(Material to process)

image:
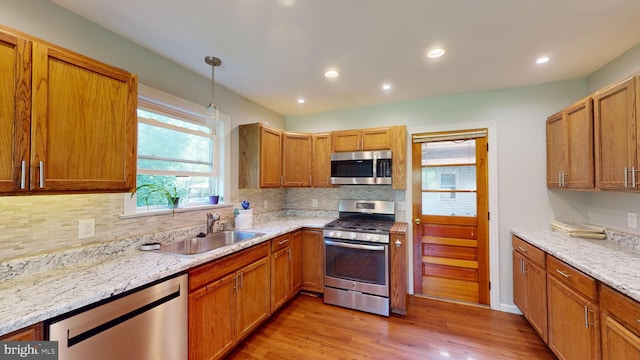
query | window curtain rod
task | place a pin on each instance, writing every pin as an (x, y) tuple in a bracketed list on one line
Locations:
[(421, 138)]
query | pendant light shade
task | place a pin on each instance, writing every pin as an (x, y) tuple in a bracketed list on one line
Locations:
[(213, 114)]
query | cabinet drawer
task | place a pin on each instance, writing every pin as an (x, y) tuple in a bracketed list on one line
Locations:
[(572, 277), (531, 252), (279, 243), (623, 308)]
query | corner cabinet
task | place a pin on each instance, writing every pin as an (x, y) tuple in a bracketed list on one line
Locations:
[(15, 118), (73, 121), (570, 150), (616, 136), (228, 299), (530, 284), (574, 322), (321, 165)]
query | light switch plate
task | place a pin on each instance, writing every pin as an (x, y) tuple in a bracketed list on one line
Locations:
[(86, 228)]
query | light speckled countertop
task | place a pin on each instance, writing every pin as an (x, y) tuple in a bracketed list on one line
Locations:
[(615, 262), (42, 287)]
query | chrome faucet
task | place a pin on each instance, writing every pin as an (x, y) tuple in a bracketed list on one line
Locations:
[(211, 220)]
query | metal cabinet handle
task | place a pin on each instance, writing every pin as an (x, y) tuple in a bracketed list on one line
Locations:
[(41, 174), (23, 174)]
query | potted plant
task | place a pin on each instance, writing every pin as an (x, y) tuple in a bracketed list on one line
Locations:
[(148, 190)]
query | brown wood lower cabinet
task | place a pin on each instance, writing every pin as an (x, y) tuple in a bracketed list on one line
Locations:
[(312, 260), (620, 323), (228, 298), (30, 333)]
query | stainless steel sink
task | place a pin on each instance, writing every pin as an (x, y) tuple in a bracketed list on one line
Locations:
[(199, 245)]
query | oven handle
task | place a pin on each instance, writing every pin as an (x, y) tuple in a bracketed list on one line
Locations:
[(354, 246)]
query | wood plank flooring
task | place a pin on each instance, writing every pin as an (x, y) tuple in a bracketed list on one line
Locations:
[(308, 329)]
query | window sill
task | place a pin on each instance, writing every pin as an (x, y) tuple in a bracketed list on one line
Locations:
[(171, 211)]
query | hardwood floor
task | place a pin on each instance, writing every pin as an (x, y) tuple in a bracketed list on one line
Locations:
[(308, 329)]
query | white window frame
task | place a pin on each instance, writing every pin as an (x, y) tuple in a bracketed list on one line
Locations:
[(155, 100)]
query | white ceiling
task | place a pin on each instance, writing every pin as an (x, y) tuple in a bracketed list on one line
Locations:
[(274, 51)]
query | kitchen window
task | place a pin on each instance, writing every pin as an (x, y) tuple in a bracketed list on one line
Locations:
[(178, 150)]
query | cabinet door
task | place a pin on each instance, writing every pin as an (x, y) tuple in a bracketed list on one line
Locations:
[(536, 298), (296, 160), (253, 296), (270, 157), (296, 262), (519, 283), (618, 342), (15, 92), (321, 167), (312, 260), (83, 123), (573, 323), (398, 278), (376, 139), (555, 150), (615, 135), (347, 140), (579, 127), (280, 277), (212, 319)]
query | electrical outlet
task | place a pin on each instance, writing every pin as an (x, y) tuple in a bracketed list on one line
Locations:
[(86, 228), (632, 220)]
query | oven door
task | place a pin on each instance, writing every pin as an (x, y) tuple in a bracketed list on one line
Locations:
[(356, 266)]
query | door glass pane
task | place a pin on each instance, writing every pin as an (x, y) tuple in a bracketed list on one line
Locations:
[(449, 203), (449, 152), (449, 178)]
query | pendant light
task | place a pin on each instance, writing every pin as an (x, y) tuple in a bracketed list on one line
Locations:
[(213, 114)]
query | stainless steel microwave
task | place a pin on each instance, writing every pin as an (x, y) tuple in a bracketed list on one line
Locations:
[(361, 167)]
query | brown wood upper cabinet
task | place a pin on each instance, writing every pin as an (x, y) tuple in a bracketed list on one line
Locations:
[(260, 154), (73, 121), (296, 159), (616, 136), (362, 139), (321, 165), (570, 158)]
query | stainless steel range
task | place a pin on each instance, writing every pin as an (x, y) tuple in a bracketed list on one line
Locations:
[(356, 248)]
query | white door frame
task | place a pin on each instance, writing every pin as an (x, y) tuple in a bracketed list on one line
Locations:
[(494, 245)]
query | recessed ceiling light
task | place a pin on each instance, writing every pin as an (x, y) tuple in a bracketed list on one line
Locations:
[(435, 53), (542, 60), (331, 74)]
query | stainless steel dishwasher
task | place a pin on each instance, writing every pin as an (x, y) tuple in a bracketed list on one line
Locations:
[(150, 323)]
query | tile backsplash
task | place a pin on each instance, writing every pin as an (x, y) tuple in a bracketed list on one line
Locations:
[(31, 225)]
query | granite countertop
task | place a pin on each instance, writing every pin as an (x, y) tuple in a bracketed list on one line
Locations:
[(615, 261), (42, 287)]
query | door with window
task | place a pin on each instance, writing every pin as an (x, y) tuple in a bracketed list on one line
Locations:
[(450, 216)]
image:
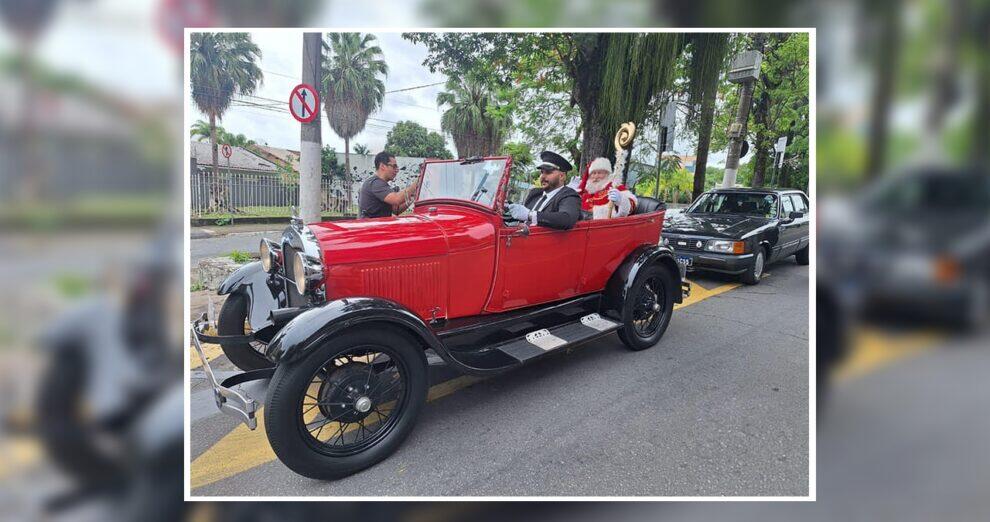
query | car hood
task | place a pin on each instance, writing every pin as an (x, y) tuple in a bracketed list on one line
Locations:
[(379, 239), (731, 226)]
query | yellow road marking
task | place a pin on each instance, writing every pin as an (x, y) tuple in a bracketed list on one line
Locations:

(What you are asked to do) The answer is the whole listing above, written out verbatim, without its pictures.

(Result)
image:
query | window curtain rod
task | place a pin on each instance, writing every pin as an (x, y) tuple in a bracketed list on one line
Locations:
[(421, 138)]
query | pendant light shade
task | place a pin on each instance, writing every pin as an (x, y) tuple in a bracketed list on one line
Locations:
[(213, 114)]
query | cabinet drawer
task | place a pin on each instance, writing every pin as an (x, y) tuple in a bracketed list on one line
Locations:
[(572, 277), (531, 252), (279, 243), (623, 308)]
query | corner cabinet
task | place a pin on each instance, writing every pin as an (x, y) tuple in a bracketed list on one line
Locations:
[(15, 118), (73, 121), (570, 150), (616, 136), (228, 299), (530, 284), (574, 322), (321, 165)]
query | light switch plate
task | place a pin on each instance, writing every pin as an (x, y) tuple in a bracketed list on one line
Locations:
[(86, 228)]
query | light speckled countertop
task | place a pin on each instance, writing every pin as an (x, y) tuple in a bracketed list on one line
Locations:
[(615, 262), (42, 287)]
query | chrome faucet
task | place a pin on each instance, writing every pin as an (x, y) tuple in a bracketed list on one line
Locations:
[(211, 220)]
query | metal cabinet handle
task | place a pin on each instance, writing every pin as an (x, y) tuple in a bracketed list on one line
Locations:
[(41, 174), (23, 174)]
query | potted plant
task | place a pin on each instance, writing every pin as an (x, y) tuple in a bracketed list on one line
Locations:
[(148, 190)]
query | brown wood lower cabinet
task | place a pin on each instance, writing every pin as an (x, y) tuple in a bracketed list on one line
Locations:
[(312, 260), (620, 323), (228, 298), (30, 333)]
query | stainless steel sink
task | place a pin on each instance, writing every pin as an (x, y) tuple in a bracketed list on one line
Locations:
[(199, 245)]
query | oven handle
task | place a pin on each instance, writing every pin as an (x, y) tuple in a bracketed list on one line
Locations:
[(354, 246)]
query | wood plank flooring
task | place a pin on each instance, writing every pin as an (x, y) tuple in a bracketed list on one line
Locations:
[(308, 329)]
query | window sill
task | place a pin on each instance, writing every pin as an (x, y) tuple in a bracketed list on one line
Locations:
[(171, 211)]
query | hardwood floor
task | place a pin on each instance, writing every pin as an (x, y) tuple in a bracketed list on one line
Locations:
[(308, 329)]
query | white window frame
task | place a pin on each instance, writing every pin as an (x, y) tuple in a bracketed list on one line
Locations:
[(155, 100)]
query | white ceiling
task | place a pin on each instance, writing every pin as an (x, y) tuple in a bracketed list on one line
Locations:
[(274, 51)]
query | kitchen window
task | place a pin on each instance, writing every pin as an (x, y) tuple in a bracketed list on one line
Locations:
[(178, 150)]
query | cabinet door
task | place a pin on each instance, writing every pin as an (x, y) tuple in a bracketed list on one line
Locations:
[(536, 298), (296, 160), (253, 296), (270, 157), (296, 262), (519, 283), (618, 342), (15, 92), (321, 167), (312, 260), (83, 123), (573, 323), (398, 278), (376, 139), (555, 150), (615, 135), (347, 140), (579, 127), (280, 277), (212, 319)]
query | electrical outlet
task | place a pin on each instance, writing every pin as an (x, y) tuple in a bracketed list on one line
Locations:
[(86, 228), (632, 220)]
query | oven door
task | place a pin on each instance, writing every pin as an (x, y) tuple in a bracketed list on one line
Locations:
[(356, 266)]
query | door glass pane
task | place a pin on each instance, writing every pin as an (x, y) tuple in a bracketed list on one line
Locations:
[(449, 203), (449, 152), (449, 178)]
query | pendant light
task | place a pin on each instance, writing every pin as an (x, y) tuple in a bracketed list on one line
Locations:
[(213, 114)]
query | stainless steel microwave
task | place a pin on each instance, writing every pin as an (x, y) tuple in a bracketed list on one line
Locations:
[(361, 167)]
query | brown wood upper cabinet
task | place a pin on each instance, writing every pin as an (x, y) tuple in a bracketed list on one line
Locations:
[(260, 154), (73, 121), (296, 159), (616, 136), (362, 139), (321, 165), (570, 158)]
query | stainless steel range
task | place a pin on each instance, writing every pin as an (x, y) tuple in a bracketed list on one line
Locations:
[(356, 248)]
query | white door frame
task | place a pin on each instance, writing every pin as an (x, y) tuple in a bracketed list on one line
Locations:
[(494, 245)]
query | recessed ceiling light
task | place a pin on each instance, writing every pin as an (x, y) tuple in a bracketed list on one line
Locations:
[(435, 53), (542, 60), (331, 74)]
query | stainless steel dishwasher
task | place a pin on each instance, writing every pin as an (x, y) tuple in a bracketed list on one line
Locations:
[(150, 323)]
query | tile backsplash
task | place a pin on each instance, writing every pin as an (x, y) tuple in a bracketed list on one line
Locations:
[(31, 225)]
query | granite countertop
task | place a pin on each instance, writing every pin as an (x, y) tuple in a bracketed list on one line
Locations:
[(615, 261), (42, 287)]
query | door with window
task | place a pin on each instance, writing every pin as an (x, y) tuple in a bracketed list on one line
Locations:
[(450, 216)]
image:
query | car hood
task | place a pin on each instance, writing every pin as an (x, y) tuple in a bracketed list on one line
Locations:
[(379, 239), (731, 226)]
query | yellow road marking
task | place a pin on each instance, writing every pin as an (x, y) tuple in a bracketed list on one line
Locations:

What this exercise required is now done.